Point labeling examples

--

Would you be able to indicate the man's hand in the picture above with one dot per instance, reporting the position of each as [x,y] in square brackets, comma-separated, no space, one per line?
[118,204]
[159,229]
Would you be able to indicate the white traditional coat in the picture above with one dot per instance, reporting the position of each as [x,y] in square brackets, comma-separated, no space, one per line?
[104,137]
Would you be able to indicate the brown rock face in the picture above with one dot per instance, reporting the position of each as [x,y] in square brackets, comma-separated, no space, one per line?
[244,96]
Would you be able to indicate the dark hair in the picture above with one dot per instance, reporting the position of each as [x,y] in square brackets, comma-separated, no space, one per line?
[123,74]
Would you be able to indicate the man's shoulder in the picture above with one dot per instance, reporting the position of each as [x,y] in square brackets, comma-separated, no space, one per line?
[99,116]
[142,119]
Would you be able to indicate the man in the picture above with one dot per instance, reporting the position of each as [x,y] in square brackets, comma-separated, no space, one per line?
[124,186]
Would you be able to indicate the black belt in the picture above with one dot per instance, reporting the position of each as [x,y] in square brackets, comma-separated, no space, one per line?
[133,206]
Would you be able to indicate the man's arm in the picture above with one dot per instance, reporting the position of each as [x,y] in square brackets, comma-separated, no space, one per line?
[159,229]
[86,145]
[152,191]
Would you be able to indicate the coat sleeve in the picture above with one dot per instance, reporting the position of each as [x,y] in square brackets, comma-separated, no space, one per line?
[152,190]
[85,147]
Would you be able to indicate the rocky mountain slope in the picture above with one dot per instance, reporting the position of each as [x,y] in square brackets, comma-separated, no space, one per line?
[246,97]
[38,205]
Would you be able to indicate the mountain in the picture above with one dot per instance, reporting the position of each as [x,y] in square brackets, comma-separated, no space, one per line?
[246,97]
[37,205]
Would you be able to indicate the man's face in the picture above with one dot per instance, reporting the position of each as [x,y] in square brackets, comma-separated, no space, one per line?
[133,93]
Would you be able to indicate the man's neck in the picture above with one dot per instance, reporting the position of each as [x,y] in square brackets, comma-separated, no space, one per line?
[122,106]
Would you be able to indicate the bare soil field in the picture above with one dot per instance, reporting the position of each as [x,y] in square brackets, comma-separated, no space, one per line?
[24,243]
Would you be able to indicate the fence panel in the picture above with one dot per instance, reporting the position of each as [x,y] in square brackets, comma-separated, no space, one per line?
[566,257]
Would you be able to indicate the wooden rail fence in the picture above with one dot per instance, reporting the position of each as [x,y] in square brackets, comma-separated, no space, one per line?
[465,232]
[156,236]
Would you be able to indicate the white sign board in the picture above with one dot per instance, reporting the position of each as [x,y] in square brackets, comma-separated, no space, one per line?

--

◆ **WHAT YOU HAVE TO DO**: Retype the whole listing above line for line, changing nothing.

◆ **OUTPUT OF THE TASK**:
Would you be able to indicate the man's hand in the picture above with one dot per instance, reporting the position of each as [x,y] in square brackets, comma-separated, no space, one per line?
[118,204]
[159,229]
Would you be able to indicate the white traditional coat in the picture above with one dot per instance, reporting the position of each as [x,y] in square brackets, comma-separated, no space, one per line?
[104,137]
Would you be able to indicate the brown rock face in the picture above with one dot per instance, reporting the position of each as [x,y] in square brackets, comma-separated, no space, one per line?
[244,96]
Would you be able to indicate the dark hair in the picture above with one dot per instance, reporting the position of each as [x,y] in square brackets, comma-separated, no space, one per line?
[123,74]
Would you be able to indicate the man's shoulder in the picture above with one dot per instance, reporting the position of each as [x,y] in square brackets, comma-separated, no space, one per line?
[99,116]
[142,119]
Would you be able to indicate the man in the picture above with one dot per instance, reporting the position of each as [x,y] in square brackets, comma-separated, no space, one per line?
[124,186]
Would you be able to indicate the black belt in the picture above with one dot per instance, reporting the position of each as [x,y] in square brackets, comma-separated, no space, one per line?
[133,206]
Would you be able to indicate the man's arm in the picture above with one dot per instance, reporting the position of each as [x,y] in square brackets, comma-separated, no space, one per line?
[159,229]
[86,145]
[152,191]
Would you be able to indicate the coat sleeve in the picture above with one dot per instance, reporting the position of each as [x,y] in square brackets, comma-separated, no space, one per line?
[152,190]
[85,147]
Would you be able to indicate the rocky mountain slope in the picture above with one dot per instance, reporting the position of each as [x,y] in square brackets, comma-separated, no space, one per line?
[246,97]
[38,205]
Would you be able to indicate the mountain in the picture above with one dot per instance, reporting the position of each as [x,y] in square brackets, comma-separated, no space, one per line?
[246,97]
[37,205]
Would you be able to indicate the man's face in the picture above with one dot per instance, reporting the position of each as [x,y] in square brackets, comma-separated, no space, one per line?
[133,93]
Would you be able to indicate the man's neck in the picture above with one dot per instance, reporting the position of each as [x,y] in square brackets, comma-separated, no space, one per line?
[122,106]
Would you be able to indicate the bare soil field in the picture above with one dot per instance, reporting the position of each as [x,y] in square brackets, comma-separated, no space, one per line?
[24,243]
Would you be able to indicate the fence panel in the picture above with one dot per instance, reporting the position of each as [x,y] in square brackets, comma-separated, no space, one per line?
[566,257]
Would you be able to indicate the wooden rail fence in the picture above with one dot per instance, reporting the position of each as [x,y] in square brackets, comma-separated, no space, one per line?
[465,232]
[156,236]
Would you be able to indicate the white sign board in the picture above with one dot per instance, reporting the position of each as [x,y] in square brackets, comma-separated, no space, one per line?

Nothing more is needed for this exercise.